(Entries from a pointing dataset)

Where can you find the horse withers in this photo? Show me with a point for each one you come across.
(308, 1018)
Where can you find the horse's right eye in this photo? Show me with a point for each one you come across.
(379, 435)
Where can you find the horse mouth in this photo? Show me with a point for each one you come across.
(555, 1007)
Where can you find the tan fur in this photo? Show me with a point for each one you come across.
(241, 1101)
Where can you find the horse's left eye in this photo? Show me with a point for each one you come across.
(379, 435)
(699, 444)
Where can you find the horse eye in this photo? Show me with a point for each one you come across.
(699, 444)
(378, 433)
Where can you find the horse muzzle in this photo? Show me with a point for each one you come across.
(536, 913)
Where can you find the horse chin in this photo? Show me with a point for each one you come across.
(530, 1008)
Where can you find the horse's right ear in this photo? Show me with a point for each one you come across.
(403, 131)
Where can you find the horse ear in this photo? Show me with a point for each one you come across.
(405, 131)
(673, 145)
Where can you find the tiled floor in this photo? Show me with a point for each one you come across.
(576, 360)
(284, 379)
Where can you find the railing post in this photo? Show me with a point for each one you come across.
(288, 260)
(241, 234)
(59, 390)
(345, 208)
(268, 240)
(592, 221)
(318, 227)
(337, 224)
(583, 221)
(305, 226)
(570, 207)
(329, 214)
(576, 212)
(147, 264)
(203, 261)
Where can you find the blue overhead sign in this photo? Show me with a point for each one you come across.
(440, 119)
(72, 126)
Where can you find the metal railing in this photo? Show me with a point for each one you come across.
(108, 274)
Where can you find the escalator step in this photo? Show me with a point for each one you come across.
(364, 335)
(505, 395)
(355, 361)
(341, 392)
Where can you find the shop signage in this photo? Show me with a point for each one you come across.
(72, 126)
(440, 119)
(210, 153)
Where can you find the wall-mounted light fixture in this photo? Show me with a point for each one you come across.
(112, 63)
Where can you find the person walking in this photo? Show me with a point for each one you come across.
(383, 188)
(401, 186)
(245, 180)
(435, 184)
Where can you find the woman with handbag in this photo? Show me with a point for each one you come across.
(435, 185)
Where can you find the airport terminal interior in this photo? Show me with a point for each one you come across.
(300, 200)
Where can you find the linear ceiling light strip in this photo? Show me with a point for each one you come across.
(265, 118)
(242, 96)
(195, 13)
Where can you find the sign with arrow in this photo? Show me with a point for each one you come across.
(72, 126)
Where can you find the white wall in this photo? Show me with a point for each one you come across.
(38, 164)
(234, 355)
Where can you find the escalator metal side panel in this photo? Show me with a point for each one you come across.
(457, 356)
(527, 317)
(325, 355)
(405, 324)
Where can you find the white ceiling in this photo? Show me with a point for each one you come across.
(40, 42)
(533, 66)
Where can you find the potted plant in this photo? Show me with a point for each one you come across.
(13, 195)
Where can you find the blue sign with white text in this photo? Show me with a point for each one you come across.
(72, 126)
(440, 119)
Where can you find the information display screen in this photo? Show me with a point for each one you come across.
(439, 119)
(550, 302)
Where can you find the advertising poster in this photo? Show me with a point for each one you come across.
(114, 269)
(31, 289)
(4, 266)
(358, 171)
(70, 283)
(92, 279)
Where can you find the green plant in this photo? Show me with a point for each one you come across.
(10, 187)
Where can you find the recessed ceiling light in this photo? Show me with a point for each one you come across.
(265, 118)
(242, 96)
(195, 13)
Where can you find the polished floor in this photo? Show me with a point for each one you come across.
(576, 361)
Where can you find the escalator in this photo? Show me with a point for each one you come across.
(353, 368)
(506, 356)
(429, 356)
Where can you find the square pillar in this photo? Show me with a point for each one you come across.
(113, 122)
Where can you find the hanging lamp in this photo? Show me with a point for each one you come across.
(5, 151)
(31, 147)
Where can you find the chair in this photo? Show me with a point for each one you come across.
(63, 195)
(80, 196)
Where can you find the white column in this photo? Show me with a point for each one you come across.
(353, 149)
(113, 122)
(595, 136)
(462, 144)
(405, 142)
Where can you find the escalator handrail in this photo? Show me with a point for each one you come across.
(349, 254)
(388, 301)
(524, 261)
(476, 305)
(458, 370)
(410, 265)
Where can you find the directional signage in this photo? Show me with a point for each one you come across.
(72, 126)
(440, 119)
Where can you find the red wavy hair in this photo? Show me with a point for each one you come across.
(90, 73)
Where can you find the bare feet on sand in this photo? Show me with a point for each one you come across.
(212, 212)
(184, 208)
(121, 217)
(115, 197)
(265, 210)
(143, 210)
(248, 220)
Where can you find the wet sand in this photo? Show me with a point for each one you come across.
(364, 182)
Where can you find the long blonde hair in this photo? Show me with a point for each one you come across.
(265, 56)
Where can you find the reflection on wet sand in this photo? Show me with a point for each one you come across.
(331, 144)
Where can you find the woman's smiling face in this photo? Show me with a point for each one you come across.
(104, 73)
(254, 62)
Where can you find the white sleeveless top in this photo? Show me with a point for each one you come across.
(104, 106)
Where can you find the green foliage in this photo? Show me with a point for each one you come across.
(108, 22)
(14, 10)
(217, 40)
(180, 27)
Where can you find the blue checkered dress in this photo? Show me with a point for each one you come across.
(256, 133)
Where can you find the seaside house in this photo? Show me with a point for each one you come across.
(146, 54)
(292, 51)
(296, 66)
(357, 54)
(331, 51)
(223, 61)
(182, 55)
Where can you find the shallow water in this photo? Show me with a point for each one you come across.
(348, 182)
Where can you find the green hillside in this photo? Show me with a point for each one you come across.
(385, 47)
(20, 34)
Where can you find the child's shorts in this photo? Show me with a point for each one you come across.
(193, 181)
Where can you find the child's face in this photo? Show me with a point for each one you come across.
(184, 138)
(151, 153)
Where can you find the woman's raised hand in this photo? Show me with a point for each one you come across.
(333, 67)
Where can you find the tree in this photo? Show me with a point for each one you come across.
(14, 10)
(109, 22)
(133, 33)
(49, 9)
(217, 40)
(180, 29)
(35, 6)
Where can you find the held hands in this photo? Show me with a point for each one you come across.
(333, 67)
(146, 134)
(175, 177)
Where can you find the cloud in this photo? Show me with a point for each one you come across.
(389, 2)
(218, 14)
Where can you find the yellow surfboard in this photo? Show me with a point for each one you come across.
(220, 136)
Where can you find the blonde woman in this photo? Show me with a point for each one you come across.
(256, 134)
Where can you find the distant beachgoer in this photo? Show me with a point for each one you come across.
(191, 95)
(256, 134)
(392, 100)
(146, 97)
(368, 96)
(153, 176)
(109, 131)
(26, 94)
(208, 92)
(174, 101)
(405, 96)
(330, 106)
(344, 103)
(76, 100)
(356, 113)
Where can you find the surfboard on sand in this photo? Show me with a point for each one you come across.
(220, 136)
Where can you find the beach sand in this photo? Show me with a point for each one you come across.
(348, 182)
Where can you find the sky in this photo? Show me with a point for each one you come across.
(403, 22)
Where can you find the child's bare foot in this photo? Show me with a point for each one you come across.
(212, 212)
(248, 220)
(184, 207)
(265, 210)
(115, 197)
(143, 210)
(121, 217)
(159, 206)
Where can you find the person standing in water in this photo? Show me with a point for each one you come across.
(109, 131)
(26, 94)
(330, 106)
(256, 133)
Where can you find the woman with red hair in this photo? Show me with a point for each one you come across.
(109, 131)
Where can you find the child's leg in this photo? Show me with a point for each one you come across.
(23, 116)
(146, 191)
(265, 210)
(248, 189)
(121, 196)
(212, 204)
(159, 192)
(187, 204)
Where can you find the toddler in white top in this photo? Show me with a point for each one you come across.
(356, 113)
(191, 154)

**What is required:** Rescale the part that opens at the start of the entries and closes with the line containing "(555, 1007)". Write out each of those lines again, requests included, with every point coordinate multiplied by 2.05 and rounded to a whole number, halves rounded up.

**Result of the task:**
Where can you find the horse withers in this photo? Show me with a point for each one you come across.
(631, 2087)
Where can you find the horse's right eye in this photo? Show me with a point for each one you come across.
(777, 892)
Where can you find the horse mouth in this photo? Show me with a point for each one you come across.
(1138, 2064)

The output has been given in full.